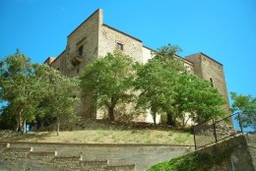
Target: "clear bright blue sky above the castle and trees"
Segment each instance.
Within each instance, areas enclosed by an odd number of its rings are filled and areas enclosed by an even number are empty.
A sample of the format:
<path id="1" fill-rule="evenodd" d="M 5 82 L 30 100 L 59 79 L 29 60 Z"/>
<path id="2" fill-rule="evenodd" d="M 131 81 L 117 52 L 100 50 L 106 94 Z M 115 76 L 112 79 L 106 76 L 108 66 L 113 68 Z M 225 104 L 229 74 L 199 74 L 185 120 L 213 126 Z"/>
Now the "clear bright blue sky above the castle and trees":
<path id="1" fill-rule="evenodd" d="M 19 48 L 42 63 L 96 9 L 103 23 L 157 49 L 177 44 L 224 65 L 227 90 L 256 96 L 255 0 L 0 0 L 0 59 Z"/>

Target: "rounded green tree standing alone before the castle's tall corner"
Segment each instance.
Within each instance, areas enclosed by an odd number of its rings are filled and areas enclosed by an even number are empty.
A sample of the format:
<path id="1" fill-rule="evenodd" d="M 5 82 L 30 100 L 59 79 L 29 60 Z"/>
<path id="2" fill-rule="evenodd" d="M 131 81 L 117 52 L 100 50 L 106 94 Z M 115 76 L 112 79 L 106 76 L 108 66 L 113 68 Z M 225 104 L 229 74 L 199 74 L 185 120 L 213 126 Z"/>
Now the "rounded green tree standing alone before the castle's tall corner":
<path id="1" fill-rule="evenodd" d="M 133 63 L 131 57 L 115 51 L 97 58 L 80 76 L 83 95 L 93 96 L 96 107 L 106 108 L 110 121 L 115 119 L 116 105 L 130 102 L 134 97 L 131 90 Z"/>

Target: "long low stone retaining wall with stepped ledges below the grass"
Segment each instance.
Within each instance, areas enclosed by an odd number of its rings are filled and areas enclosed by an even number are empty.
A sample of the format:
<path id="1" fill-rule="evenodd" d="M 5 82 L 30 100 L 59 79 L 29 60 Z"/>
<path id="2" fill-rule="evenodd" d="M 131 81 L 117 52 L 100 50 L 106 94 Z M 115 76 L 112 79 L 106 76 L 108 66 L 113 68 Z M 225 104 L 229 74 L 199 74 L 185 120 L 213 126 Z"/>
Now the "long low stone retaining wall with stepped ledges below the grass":
<path id="1" fill-rule="evenodd" d="M 31 146 L 32 151 L 31 151 Z M 18 159 L 28 163 L 70 170 L 147 170 L 150 166 L 184 155 L 192 146 L 158 144 L 87 144 L 12 142 L 11 148 L 26 148 L 27 153 L 5 149 L 1 159 Z M 10 148 L 9 147 L 9 148 Z"/>

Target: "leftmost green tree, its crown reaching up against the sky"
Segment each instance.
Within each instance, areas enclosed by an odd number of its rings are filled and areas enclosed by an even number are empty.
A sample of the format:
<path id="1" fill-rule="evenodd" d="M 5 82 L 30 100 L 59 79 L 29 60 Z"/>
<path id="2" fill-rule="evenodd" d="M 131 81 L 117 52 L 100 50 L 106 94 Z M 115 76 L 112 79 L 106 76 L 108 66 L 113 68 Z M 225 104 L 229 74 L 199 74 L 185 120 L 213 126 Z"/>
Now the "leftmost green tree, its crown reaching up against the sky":
<path id="1" fill-rule="evenodd" d="M 25 133 L 26 122 L 35 117 L 34 110 L 47 89 L 45 73 L 35 71 L 30 58 L 19 51 L 0 62 L 0 96 L 17 119 L 18 131 Z"/>

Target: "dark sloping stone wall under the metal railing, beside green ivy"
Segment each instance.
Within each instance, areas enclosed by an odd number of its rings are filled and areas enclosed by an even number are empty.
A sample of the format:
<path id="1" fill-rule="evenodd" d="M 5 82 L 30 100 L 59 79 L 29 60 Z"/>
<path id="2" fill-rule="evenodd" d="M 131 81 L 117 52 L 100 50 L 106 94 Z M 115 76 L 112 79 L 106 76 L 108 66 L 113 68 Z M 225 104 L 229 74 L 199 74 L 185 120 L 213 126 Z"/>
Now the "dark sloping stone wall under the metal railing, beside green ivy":
<path id="1" fill-rule="evenodd" d="M 252 145 L 254 144 L 254 145 Z M 224 155 L 230 152 L 229 159 L 211 170 L 256 171 L 256 135 L 241 135 L 224 142 L 197 150 L 210 155 Z"/>

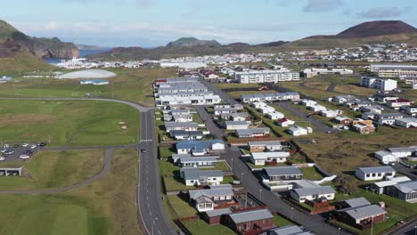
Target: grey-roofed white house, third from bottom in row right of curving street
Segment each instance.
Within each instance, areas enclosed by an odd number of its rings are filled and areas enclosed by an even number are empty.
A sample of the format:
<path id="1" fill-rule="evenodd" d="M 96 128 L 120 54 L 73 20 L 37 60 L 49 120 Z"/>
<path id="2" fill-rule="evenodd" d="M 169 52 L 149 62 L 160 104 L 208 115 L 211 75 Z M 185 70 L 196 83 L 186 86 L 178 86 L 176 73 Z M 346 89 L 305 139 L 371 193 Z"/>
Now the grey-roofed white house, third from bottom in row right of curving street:
<path id="1" fill-rule="evenodd" d="M 303 173 L 296 166 L 275 166 L 262 169 L 263 178 L 267 182 L 297 182 Z"/>

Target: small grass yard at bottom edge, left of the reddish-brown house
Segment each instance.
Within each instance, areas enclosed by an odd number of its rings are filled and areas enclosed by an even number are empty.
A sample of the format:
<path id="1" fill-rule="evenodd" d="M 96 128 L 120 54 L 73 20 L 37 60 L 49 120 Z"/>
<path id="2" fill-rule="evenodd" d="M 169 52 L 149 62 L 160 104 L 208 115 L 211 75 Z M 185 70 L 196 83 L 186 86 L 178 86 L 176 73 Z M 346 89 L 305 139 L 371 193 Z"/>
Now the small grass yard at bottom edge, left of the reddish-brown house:
<path id="1" fill-rule="evenodd" d="M 192 234 L 199 234 L 199 235 L 213 235 L 213 234 L 222 234 L 222 235 L 234 235 L 236 234 L 234 231 L 229 229 L 228 227 L 216 224 L 210 225 L 203 220 L 197 221 L 184 221 L 183 222 L 185 228 L 191 231 Z"/>

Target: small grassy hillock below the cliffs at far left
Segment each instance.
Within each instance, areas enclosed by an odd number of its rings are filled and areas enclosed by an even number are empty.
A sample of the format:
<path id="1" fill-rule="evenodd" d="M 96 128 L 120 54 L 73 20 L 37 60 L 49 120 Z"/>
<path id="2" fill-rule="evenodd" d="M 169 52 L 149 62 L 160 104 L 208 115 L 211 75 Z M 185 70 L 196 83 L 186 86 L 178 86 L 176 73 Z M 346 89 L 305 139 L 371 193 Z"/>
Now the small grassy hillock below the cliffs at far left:
<path id="1" fill-rule="evenodd" d="M 0 76 L 2 73 L 49 68 L 52 66 L 28 52 L 17 53 L 14 58 L 0 58 Z"/>

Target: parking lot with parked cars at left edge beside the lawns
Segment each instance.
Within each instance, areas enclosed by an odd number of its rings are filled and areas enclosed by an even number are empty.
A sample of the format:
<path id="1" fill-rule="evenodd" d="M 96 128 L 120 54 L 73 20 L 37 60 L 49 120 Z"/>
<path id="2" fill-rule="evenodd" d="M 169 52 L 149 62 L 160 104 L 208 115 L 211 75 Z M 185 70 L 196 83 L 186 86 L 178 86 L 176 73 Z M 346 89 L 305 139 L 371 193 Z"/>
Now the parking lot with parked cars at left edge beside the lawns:
<path id="1" fill-rule="evenodd" d="M 8 145 L 8 147 L 6 147 Z M 25 161 L 33 157 L 37 151 L 42 150 L 46 143 L 28 142 L 27 145 L 24 143 L 8 143 L 0 147 L 2 152 L 0 158 L 4 157 L 2 162 L 13 162 L 13 161 Z M 20 156 L 26 155 L 27 158 L 20 158 Z"/>

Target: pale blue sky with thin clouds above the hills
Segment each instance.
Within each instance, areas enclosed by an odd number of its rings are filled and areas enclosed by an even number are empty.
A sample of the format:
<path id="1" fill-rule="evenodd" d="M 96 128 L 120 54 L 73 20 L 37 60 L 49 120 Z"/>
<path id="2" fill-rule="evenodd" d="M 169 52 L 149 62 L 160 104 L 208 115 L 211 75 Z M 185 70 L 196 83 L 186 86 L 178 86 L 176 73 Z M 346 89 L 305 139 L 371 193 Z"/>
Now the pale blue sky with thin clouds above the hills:
<path id="1" fill-rule="evenodd" d="M 364 21 L 417 27 L 415 0 L 12 0 L 0 19 L 29 36 L 101 46 L 166 45 L 182 36 L 221 44 L 331 35 Z"/>

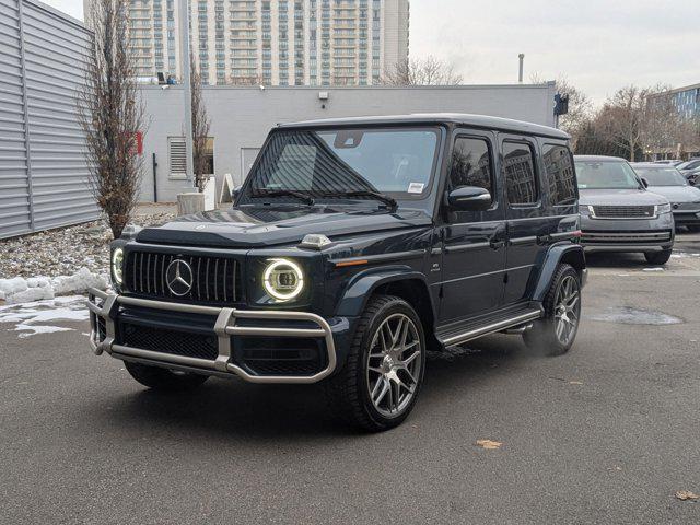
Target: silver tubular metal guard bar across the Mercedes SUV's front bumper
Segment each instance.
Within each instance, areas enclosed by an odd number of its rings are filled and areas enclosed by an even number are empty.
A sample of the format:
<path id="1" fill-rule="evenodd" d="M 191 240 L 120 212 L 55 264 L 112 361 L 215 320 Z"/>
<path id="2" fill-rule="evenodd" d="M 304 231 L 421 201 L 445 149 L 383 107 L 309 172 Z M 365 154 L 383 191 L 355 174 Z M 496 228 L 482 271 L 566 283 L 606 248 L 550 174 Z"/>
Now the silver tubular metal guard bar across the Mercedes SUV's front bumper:
<path id="1" fill-rule="evenodd" d="M 89 290 L 90 345 L 95 354 L 103 352 L 114 358 L 143 362 L 156 366 L 187 370 L 208 375 L 238 376 L 250 383 L 317 383 L 332 374 L 338 364 L 334 328 L 323 317 L 307 312 L 247 311 L 226 307 L 200 306 L 137 299 L 96 289 Z M 148 308 L 158 313 L 190 314 L 191 316 L 215 317 L 211 329 L 215 337 L 215 359 L 167 353 L 165 349 L 136 348 L 125 345 L 118 335 L 120 308 Z M 237 324 L 242 319 L 245 325 Z M 255 326 L 256 323 L 258 326 Z M 294 326 L 296 325 L 296 326 Z M 298 327 L 298 326 L 303 327 Z M 308 326 L 313 327 L 308 327 Z M 343 332 L 347 324 L 336 325 Z M 322 370 L 312 375 L 259 375 L 234 362 L 233 340 L 252 338 L 304 338 L 319 339 L 325 346 Z"/>

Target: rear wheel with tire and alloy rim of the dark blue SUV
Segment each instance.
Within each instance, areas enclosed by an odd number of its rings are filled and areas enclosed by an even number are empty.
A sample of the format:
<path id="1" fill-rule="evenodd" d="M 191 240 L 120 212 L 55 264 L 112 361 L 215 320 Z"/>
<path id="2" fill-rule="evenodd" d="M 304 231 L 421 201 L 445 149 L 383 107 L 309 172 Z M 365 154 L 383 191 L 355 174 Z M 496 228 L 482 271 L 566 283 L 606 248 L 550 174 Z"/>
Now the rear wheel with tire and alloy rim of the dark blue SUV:
<path id="1" fill-rule="evenodd" d="M 542 302 L 545 317 L 523 334 L 525 345 L 548 355 L 569 351 L 581 322 L 581 280 L 570 265 L 560 265 Z"/>

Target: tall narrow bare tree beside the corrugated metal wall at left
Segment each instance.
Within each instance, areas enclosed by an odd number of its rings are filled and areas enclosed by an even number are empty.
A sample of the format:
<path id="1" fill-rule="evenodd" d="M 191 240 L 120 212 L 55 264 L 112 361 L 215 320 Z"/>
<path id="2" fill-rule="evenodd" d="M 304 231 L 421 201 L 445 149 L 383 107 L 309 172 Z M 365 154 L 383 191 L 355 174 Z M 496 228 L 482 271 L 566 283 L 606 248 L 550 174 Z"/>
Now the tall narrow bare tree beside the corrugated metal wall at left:
<path id="1" fill-rule="evenodd" d="M 94 0 L 85 83 L 78 109 L 85 133 L 89 184 L 114 237 L 129 222 L 138 199 L 142 156 L 143 105 L 136 83 L 136 56 L 129 49 L 126 0 Z"/>

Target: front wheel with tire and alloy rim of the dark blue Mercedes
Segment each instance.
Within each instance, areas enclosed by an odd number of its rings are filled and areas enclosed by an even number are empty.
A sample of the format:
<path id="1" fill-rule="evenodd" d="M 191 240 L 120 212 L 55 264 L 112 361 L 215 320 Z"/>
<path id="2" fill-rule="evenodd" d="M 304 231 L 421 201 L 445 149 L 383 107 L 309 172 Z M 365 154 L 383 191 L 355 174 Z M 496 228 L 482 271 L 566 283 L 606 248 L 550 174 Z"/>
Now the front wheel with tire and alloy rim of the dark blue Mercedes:
<path id="1" fill-rule="evenodd" d="M 409 415 L 423 381 L 425 337 L 400 298 L 370 299 L 346 365 L 326 383 L 330 409 L 355 427 L 381 432 Z"/>

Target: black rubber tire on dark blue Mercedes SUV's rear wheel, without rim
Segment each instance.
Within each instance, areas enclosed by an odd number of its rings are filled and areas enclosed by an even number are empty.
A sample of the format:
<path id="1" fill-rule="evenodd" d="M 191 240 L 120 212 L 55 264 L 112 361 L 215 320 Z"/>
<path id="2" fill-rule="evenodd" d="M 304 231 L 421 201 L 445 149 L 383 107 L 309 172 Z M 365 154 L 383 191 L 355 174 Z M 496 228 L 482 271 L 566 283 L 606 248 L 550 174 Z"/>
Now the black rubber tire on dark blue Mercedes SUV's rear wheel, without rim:
<path id="1" fill-rule="evenodd" d="M 567 283 L 572 283 L 575 287 L 578 300 L 572 311 L 565 313 L 568 319 L 573 319 L 573 326 L 562 340 L 558 335 L 558 323 L 563 322 L 558 320 L 557 314 L 558 308 L 561 307 L 560 301 L 563 299 L 561 295 L 563 293 L 562 287 L 567 287 Z M 523 340 L 528 348 L 545 355 L 562 355 L 571 349 L 581 323 L 581 278 L 573 267 L 567 264 L 559 265 L 542 306 L 545 316 L 537 319 L 533 327 L 523 334 Z M 570 324 L 567 323 L 564 326 L 570 326 Z"/>

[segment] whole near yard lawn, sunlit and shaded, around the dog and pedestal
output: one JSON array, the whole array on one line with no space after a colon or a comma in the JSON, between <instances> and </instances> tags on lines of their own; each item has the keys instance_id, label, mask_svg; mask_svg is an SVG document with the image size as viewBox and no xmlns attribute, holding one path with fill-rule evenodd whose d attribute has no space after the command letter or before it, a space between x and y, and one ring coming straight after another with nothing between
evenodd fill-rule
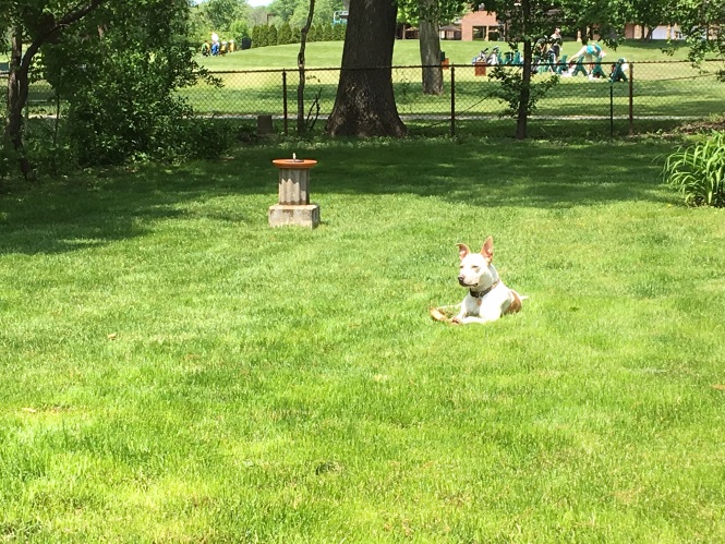
<instances>
[{"instance_id":1,"label":"whole near yard lawn, sunlit and shaded, around the dog and pedestal","mask_svg":"<svg viewBox=\"0 0 725 544\"><path fill-rule=\"evenodd\" d=\"M725 540L725 215L663 189L673 147L300 142L3 194L1 537ZM267 225L293 152L315 230ZM523 311L431 321L488 234Z\"/></svg>"}]
</instances>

·····

Starting with the line that contains "output: one JSON", reproduce every line down to the end of the listing above, both endpoints included. Pictures stay out.

**OUTPUT**
output: one JSON array, the whole array on one line with no space after a colon or a comma in the JSON, between <instances> and </instances> tags on lines of their own; each item has the keys instance_id, label, mask_svg; mask_svg is an SVG document with the image size as viewBox and no xmlns attribute, holding one path with fill-rule evenodd whose d attribute has no space after the command letter or before it, a space between x and y, and one ring coming straight after another with nothing between
evenodd fill-rule
<instances>
[{"instance_id":1,"label":"whole near yard lawn, sunlit and shaded, around the dog and pedestal","mask_svg":"<svg viewBox=\"0 0 725 544\"><path fill-rule=\"evenodd\" d=\"M725 540L725 215L663 189L673 147L300 142L3 194L1 537ZM267 225L293 152L315 230ZM523 311L431 321L488 234Z\"/></svg>"}]
</instances>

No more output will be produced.